### Text shown

In a follow-up Health sub report (2015), Olssen discussed demographic trends in mortality, morbidity, and fertility in New Zealand, evaluated health services and explored the determinants of health.

== Further journal articles ==
- Mr Wakefield and New Zealand as an Experiment in Post-Enlightenment Experimental Practice (1997).
- Where to From Here? Reflections on the Twentieth-Century Historiography of Nineteenth-Century New Zealand (1992). Historian Giselle Byrnes, noted in the New Oxford Dictionary (2009) that in the paper, Olssen made "a strong case for more local studies to show variance within generalised histories".
- Truby King and the Plunket Society: An Analysis of a Prescriptive Ideology (1981).
- The Working Class in New Zealand (1974).

== Book reviews and media contributions ==
- A peculiarly contemporary figure (1991). Olssen reviewed two books written by K.R. Howe about Edward Tregear, a significant contributor to New Zealand's social and political history during the 1880s.
- Self-reliant in Victorian New Zealand (1995). A review of Nearly Out of Hope and Heart: The puzzle of a colonial labourer's Diary.
- Public postures, private lives (1999). Review of books about two significant members of the New Zealand labour movement, James Edwards and Jock Barnes
- Tribute to Michael King (2004).
- The New Zealand Family from 1840: A Demographic History (2008).
- Recalling Dunedin's dark days (2008). In an interview to reconsider the effect of the Great Depression on New Zealand, Olssen claimed it was mainly caused by the central Government retrenching to cut spending and borrowing resulting in high levels of unemployment, for which little responsibility was taken leaving it to "local communities...to provide soup kitchens and depots for food, clothing and coal". Olssen noted that even after the passing of the Unemployment Act (1930), the Dunedin City Council and the Otago Hospital Board took most of the responsibility for supporting the unemployed.
- Graduates facing 'greater challenges (2012). In a 2012 graduation speech at the University of Otago, Olssen highlighted the differences in the world at the time from when he was a student fifty years previously.
- Hillary stands atop summit of NZ fame (2013). In 2013, sixty years after Edmund Hillary had conquered Mount Everest, Olssen contributed to the discussion about how the mountaineer ranked among New Zealand's heroes.
- What we need is a melting pot (2015).
- Simplicity compounds ignorance (2019).
- History in the making: the battle over the new school curriculum(2021).

== Offices held ==
- Trustee of the Turnbull Endowment Trust from 1986; member of the Special Committee Alexander Turnbull
- Fellow of the New Zealand Academy of the Humanities (2008)
- Fellow of the Hocken Library (2007)
- Member of Cultural Heritage Advisory Group (2006)
- Distinguished Fulbright Fellow (2004)
- Chair of the Humanities and Peer Review Law Panel for the first round of the Performance Based Research Fund 2003.
- James Cook Research Fellow (2001)
- Fellow of the Royal Society of New Zealand (1998)
- Advisory Committee for the Dictionary of New Zealand Biography (1983–1996)
- Dunedin City Council Sesquicentennial Publications Committee (1995–1998)
- Member Social Science Advisory Committee of Foundation for Research, Science & Technology (1997–2000)
- Member Otago Goldfields Park Advisory Committee (1977–1984)
- History Curriculum Committee (1983–1988)

== Honours and awards ==
In the 2002 Queen's Birthday and Golden Jubilee Honours, Olssen was appointed an Officer of the New Zealand Order of Merit, for services to historical research.

Olssen received the Te Rangi Hiroa Medal in 2001.

Olssen's publication Building the New World: work, politics and society in Caversham, 1880s–1920s, won the J.E. Sherrard Prize, 1996.

In 1978 Olssen's book John A. Lee was runner-up in the Goodman Fielder Wattie Book Awards.

The Erik Olssen Prize, named in recognition of Olssen's work as a historian, is awarded biennially by the New Zealand Historical Association, for the best first book by an author on any aspect of New Zealand history.

### Supplied entries
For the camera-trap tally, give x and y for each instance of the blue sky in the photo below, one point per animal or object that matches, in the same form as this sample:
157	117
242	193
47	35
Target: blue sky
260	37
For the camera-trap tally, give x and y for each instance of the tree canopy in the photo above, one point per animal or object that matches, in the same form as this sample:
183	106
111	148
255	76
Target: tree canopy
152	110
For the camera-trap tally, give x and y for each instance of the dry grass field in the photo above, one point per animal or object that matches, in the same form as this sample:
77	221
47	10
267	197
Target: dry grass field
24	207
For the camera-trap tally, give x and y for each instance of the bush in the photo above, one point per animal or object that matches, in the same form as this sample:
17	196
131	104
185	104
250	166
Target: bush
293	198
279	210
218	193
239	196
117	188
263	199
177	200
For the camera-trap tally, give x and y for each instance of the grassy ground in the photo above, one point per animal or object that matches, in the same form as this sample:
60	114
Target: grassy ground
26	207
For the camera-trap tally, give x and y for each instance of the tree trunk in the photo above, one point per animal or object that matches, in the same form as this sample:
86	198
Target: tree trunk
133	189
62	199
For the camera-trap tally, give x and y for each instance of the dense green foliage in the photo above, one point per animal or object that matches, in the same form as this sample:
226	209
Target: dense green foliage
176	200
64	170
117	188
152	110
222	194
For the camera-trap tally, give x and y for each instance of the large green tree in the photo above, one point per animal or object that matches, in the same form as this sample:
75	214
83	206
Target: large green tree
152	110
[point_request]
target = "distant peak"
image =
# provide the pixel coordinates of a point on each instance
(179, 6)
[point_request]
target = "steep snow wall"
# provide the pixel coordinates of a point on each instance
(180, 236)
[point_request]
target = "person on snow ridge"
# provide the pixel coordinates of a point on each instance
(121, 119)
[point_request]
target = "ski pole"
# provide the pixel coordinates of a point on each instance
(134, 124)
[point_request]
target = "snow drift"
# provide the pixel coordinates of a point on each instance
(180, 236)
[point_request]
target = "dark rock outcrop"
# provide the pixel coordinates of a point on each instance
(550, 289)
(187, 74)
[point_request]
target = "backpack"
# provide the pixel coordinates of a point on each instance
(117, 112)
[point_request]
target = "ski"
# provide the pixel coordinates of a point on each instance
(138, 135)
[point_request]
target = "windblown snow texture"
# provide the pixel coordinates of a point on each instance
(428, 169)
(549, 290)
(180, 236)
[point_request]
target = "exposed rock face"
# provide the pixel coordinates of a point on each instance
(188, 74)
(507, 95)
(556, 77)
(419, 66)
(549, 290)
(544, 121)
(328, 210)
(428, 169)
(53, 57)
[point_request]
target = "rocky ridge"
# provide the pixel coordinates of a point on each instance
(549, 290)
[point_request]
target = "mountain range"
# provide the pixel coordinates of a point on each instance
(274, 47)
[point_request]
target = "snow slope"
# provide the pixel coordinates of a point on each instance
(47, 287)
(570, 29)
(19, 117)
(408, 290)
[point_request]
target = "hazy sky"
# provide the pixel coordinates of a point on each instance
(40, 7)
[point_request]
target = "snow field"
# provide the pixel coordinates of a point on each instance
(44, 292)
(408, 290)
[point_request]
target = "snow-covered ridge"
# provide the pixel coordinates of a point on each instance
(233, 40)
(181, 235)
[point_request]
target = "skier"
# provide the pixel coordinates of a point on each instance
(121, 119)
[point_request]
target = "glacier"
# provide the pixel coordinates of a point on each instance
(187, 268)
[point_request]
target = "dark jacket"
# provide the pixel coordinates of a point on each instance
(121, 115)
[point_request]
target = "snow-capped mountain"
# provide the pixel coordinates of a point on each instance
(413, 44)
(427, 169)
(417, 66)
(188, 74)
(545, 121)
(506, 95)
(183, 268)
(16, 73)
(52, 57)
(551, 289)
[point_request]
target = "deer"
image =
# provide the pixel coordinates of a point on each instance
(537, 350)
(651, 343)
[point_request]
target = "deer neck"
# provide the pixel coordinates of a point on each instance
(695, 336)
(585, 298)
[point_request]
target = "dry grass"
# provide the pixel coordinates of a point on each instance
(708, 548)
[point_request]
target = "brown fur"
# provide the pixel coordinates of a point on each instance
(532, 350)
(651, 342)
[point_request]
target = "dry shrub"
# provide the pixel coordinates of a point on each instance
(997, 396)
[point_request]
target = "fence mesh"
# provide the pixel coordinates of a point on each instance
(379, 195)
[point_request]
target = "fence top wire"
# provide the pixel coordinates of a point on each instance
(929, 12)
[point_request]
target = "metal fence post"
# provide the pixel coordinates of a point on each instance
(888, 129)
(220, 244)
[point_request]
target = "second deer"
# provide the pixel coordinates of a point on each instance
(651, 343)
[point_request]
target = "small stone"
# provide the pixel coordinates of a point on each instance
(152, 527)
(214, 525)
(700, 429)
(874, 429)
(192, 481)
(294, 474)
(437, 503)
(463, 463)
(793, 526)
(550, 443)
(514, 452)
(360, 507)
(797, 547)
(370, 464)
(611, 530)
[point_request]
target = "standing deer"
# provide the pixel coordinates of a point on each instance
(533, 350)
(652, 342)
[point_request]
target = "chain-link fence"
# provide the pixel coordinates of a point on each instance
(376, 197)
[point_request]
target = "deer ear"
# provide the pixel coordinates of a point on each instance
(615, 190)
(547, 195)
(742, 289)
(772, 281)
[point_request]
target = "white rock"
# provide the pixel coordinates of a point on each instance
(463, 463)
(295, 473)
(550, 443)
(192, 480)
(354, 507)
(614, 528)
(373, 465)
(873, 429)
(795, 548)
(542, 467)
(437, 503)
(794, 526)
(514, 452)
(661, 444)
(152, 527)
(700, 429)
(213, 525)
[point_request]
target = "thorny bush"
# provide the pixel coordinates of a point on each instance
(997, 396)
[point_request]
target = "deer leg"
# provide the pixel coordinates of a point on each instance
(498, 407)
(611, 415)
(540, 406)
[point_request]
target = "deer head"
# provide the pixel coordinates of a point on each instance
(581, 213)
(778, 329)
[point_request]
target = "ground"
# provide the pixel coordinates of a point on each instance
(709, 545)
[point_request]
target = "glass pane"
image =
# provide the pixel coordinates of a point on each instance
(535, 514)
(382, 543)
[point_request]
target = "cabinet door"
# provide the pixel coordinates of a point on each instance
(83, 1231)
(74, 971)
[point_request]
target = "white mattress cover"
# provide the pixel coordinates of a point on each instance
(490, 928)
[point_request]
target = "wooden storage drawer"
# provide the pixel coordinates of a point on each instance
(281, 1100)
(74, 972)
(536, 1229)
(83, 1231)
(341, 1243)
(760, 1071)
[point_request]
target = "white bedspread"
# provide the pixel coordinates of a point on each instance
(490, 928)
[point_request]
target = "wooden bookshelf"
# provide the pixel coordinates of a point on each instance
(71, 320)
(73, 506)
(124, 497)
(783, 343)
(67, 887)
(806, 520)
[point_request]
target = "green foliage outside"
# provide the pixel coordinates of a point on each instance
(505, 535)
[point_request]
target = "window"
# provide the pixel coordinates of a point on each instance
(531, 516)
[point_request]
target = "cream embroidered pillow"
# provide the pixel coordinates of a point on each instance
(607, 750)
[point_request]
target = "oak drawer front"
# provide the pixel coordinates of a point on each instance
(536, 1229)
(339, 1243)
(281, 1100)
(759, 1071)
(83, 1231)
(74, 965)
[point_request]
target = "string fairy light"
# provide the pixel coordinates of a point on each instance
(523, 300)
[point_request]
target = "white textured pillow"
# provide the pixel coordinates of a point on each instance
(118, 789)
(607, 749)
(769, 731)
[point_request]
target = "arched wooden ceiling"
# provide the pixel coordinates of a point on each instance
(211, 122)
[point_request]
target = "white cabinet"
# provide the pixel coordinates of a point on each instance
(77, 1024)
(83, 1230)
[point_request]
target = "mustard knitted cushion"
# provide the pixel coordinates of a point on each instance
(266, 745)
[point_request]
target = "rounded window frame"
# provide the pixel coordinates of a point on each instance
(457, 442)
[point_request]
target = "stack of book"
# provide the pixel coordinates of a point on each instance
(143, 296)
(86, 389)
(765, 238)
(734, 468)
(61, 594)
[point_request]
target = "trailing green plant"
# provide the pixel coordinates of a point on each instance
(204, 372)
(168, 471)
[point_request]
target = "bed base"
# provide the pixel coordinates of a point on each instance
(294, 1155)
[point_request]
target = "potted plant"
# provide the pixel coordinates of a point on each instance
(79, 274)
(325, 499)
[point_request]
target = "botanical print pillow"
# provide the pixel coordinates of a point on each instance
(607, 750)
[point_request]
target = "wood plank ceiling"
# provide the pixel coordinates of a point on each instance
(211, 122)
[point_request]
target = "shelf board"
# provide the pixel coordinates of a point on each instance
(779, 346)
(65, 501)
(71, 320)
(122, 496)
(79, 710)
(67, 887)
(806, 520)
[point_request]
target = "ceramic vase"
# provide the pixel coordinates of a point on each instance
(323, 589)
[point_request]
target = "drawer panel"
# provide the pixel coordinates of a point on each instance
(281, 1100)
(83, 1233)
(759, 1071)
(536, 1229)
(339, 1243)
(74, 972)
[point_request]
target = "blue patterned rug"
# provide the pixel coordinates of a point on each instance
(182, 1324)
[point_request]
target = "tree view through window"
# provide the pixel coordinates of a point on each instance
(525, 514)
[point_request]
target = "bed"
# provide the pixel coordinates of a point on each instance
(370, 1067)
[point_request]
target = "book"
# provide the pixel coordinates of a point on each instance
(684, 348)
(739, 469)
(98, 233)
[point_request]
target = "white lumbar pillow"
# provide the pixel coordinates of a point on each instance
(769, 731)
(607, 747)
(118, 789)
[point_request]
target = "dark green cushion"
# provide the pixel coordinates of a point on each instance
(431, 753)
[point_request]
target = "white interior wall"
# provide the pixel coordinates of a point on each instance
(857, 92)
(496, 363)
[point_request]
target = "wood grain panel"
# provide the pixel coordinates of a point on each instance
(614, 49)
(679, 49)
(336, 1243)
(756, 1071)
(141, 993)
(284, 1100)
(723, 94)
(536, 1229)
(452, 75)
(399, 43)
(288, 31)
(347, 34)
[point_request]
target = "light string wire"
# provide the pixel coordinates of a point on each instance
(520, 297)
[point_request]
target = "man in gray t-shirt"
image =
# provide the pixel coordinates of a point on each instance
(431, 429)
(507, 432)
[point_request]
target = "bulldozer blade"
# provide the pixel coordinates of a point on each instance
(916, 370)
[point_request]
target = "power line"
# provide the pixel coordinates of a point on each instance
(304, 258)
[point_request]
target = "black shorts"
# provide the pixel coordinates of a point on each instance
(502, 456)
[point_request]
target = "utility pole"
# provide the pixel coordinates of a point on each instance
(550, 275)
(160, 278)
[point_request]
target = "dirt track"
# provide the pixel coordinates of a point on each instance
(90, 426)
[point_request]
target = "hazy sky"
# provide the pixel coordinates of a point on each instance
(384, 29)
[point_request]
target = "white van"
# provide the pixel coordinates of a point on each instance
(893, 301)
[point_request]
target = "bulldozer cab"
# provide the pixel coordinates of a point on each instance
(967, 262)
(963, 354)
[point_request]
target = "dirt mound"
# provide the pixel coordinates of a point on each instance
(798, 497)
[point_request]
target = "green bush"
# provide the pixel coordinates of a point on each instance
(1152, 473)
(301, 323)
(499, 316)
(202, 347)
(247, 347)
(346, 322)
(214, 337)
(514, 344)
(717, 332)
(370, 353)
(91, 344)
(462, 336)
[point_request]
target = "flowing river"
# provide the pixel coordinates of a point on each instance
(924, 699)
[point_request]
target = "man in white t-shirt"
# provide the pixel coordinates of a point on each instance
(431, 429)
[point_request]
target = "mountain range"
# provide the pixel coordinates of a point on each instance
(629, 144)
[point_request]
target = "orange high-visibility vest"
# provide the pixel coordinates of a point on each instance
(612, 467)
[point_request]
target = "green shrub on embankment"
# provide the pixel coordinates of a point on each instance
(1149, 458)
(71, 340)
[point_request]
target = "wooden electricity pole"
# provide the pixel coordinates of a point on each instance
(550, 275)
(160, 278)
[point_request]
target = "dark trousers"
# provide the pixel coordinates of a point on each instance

### Task directions
Answer from the text about Erik Olssen.
(a) Which medal did Olssen receive in 2001?
(b) Which prize did "Building the New World: work, politics and society in Caversham, 1880s–1920s" win, and in what year?
(c) In "Recalling Dunedin's dark days", which two bodies did Olssen say took most of the responsibility for supporting the unemployed after the Unemployment Act (1930)?
The records have no connection to the text about Erik Olssen.

### Answer to this problem
(a) The Te Rangi Hiroa Medal.
(b) The J.E. Sherrard Prize, in 1996.
(c) The Dunedin City Council and the Otago Hospital Board.